» **Items**:
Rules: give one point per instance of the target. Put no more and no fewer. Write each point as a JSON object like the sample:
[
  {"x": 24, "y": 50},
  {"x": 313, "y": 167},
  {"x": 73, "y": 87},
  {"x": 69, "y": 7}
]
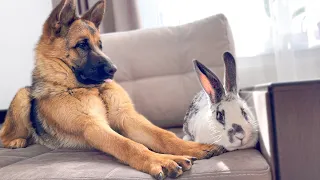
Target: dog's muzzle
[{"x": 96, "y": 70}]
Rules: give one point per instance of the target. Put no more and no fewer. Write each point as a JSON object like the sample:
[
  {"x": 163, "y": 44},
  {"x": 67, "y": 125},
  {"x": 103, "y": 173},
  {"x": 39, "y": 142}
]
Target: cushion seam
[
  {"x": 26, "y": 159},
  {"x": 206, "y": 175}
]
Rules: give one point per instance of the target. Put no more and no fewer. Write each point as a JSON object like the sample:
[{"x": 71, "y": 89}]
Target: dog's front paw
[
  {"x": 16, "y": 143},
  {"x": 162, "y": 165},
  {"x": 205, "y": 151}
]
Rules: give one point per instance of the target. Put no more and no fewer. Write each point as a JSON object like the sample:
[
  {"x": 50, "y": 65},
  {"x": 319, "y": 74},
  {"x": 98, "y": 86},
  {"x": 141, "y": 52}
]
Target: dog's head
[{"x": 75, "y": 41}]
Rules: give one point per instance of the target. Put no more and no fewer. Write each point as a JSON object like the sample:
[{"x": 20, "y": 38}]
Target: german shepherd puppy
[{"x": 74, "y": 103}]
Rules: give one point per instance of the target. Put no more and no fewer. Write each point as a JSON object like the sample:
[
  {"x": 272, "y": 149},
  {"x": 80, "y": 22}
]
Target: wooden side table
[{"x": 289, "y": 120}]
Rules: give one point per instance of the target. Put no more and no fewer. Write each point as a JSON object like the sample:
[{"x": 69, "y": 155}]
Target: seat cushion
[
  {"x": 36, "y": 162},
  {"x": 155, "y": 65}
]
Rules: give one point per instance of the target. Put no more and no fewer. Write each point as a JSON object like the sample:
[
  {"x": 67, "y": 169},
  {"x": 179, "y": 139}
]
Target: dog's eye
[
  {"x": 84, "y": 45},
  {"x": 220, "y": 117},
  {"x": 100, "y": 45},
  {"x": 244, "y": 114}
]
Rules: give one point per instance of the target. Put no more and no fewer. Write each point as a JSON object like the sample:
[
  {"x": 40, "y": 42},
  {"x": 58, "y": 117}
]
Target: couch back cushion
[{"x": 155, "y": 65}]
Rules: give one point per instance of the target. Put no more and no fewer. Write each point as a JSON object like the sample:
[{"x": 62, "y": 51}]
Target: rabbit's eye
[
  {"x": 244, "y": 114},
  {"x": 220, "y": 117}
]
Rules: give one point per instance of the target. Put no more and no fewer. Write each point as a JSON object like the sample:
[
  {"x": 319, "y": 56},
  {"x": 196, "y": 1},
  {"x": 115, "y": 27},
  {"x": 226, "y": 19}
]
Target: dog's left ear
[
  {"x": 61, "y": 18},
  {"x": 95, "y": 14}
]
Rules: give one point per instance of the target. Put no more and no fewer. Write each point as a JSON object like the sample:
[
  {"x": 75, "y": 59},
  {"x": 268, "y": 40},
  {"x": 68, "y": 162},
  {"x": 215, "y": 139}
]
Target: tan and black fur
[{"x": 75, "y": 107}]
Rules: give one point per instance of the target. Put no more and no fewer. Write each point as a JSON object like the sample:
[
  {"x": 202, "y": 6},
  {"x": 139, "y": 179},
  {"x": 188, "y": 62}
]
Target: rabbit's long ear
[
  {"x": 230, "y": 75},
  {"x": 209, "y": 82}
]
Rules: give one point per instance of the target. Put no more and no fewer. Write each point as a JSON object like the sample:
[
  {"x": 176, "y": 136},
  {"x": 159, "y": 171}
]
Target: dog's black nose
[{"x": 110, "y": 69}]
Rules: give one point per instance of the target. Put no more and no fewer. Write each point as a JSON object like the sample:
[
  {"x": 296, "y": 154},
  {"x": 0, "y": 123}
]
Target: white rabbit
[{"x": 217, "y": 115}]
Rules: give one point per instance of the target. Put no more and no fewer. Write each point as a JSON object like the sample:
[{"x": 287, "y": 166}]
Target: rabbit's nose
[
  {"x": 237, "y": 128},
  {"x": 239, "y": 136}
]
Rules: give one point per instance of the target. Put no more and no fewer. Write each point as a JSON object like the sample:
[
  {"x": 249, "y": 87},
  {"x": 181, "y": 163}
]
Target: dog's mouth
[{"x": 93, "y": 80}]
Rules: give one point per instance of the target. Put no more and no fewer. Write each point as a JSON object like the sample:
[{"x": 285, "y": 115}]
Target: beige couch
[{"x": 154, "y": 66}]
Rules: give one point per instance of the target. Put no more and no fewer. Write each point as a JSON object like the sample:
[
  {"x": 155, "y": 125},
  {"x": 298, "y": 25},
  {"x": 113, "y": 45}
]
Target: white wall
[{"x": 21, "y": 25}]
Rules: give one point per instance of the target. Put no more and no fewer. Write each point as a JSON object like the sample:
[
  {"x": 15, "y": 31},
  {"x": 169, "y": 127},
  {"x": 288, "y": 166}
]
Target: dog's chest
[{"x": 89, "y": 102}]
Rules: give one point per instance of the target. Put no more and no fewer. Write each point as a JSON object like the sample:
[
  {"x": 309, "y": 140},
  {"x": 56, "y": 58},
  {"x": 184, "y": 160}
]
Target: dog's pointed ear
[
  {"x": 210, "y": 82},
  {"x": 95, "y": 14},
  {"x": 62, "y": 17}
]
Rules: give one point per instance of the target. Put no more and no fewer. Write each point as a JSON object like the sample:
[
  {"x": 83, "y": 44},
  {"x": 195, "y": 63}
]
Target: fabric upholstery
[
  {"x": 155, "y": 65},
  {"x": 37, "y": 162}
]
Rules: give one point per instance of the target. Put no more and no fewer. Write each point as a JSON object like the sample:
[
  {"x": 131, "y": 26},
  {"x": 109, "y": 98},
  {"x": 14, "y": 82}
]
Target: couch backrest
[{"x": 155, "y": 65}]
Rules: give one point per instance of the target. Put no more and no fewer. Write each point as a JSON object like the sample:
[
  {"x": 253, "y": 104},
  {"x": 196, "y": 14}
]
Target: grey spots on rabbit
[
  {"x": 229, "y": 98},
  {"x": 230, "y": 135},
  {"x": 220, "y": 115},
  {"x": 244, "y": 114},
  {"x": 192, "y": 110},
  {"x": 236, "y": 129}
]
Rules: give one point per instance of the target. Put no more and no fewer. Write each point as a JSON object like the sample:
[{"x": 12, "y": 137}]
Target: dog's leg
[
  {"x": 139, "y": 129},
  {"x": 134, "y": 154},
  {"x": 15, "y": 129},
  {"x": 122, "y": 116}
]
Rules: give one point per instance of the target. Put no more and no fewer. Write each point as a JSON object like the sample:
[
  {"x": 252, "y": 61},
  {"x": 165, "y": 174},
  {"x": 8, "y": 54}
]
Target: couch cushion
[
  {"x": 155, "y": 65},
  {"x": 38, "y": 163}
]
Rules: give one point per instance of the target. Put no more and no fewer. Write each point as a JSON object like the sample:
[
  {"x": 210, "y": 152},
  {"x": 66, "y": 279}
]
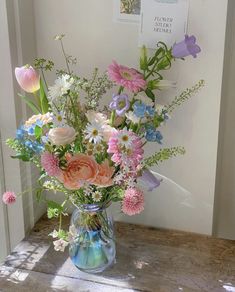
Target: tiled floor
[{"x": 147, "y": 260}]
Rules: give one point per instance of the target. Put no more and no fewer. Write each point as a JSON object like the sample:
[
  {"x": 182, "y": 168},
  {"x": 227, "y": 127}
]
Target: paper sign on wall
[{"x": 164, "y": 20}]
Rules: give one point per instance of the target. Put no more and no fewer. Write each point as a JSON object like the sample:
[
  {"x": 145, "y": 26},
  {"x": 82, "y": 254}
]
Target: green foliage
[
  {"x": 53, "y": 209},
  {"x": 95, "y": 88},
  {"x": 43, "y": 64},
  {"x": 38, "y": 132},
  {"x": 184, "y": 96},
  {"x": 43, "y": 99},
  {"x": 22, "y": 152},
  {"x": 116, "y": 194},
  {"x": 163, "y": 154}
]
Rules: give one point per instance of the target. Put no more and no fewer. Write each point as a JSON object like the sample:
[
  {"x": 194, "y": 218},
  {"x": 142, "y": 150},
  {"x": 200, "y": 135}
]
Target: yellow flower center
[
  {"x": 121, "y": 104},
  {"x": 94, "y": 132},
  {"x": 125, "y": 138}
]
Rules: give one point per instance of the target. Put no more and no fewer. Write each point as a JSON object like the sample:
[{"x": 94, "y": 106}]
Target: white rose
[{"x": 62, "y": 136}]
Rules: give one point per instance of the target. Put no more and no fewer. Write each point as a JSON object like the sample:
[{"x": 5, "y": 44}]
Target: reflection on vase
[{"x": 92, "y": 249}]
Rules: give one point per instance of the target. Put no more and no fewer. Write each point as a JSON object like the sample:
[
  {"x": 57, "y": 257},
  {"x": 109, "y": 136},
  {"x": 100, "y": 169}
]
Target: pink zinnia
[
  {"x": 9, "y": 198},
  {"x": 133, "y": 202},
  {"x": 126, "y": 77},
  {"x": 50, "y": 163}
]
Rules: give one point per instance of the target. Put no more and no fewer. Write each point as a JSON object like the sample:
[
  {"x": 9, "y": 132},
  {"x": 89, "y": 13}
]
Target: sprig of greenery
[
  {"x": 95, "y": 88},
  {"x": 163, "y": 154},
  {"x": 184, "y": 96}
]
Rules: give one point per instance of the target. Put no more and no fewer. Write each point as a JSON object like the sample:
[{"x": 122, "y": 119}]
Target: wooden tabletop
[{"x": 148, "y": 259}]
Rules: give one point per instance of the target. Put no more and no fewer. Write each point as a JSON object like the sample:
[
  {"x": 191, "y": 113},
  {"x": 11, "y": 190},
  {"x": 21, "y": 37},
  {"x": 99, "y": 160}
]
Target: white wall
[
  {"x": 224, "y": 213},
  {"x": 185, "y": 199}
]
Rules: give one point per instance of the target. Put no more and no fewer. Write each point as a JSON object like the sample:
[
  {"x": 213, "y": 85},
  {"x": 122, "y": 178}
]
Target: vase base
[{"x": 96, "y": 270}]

* * *

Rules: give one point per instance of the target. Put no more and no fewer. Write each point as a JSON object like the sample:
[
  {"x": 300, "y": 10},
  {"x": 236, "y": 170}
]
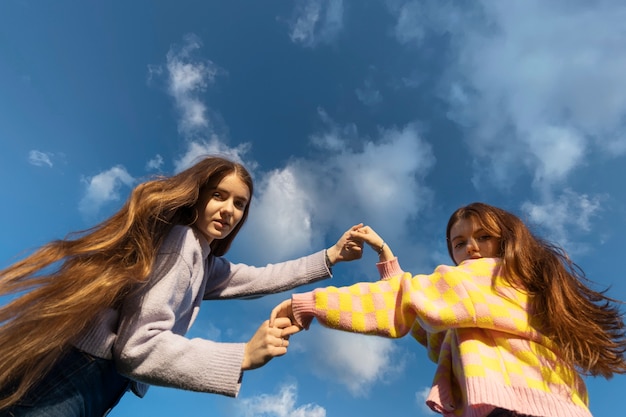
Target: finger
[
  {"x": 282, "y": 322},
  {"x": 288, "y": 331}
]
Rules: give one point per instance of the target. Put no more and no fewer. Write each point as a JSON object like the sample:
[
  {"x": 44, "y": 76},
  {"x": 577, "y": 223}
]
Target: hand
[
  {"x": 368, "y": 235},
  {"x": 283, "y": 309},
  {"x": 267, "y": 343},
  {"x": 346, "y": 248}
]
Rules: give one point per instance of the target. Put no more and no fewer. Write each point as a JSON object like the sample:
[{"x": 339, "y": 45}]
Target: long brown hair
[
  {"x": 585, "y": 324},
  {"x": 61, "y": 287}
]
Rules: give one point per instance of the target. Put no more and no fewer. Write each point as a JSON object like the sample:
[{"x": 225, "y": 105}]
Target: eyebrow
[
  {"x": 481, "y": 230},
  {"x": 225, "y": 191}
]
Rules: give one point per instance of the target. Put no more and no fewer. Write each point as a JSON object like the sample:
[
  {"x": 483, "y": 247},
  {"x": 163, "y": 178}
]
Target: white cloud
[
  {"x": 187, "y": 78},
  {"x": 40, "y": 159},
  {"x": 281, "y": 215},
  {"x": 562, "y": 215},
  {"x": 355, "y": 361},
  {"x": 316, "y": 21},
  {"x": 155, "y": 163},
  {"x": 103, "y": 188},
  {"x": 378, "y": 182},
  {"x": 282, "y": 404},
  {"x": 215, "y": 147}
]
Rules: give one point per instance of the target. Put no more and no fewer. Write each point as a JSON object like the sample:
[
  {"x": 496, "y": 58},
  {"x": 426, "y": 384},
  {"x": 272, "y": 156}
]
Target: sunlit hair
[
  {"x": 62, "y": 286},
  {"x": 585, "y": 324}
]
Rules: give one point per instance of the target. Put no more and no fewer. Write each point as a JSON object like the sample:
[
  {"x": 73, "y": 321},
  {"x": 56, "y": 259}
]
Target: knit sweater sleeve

» **Goal of the exercise**: Return every line above that contains the word "rabbit", copying each one in full.

» **Task answer**:
Target: rabbit's eye
Target: rabbit's long ear
Target: white rabbit
Target: rabbit's nose
Target: grey spots on rabbit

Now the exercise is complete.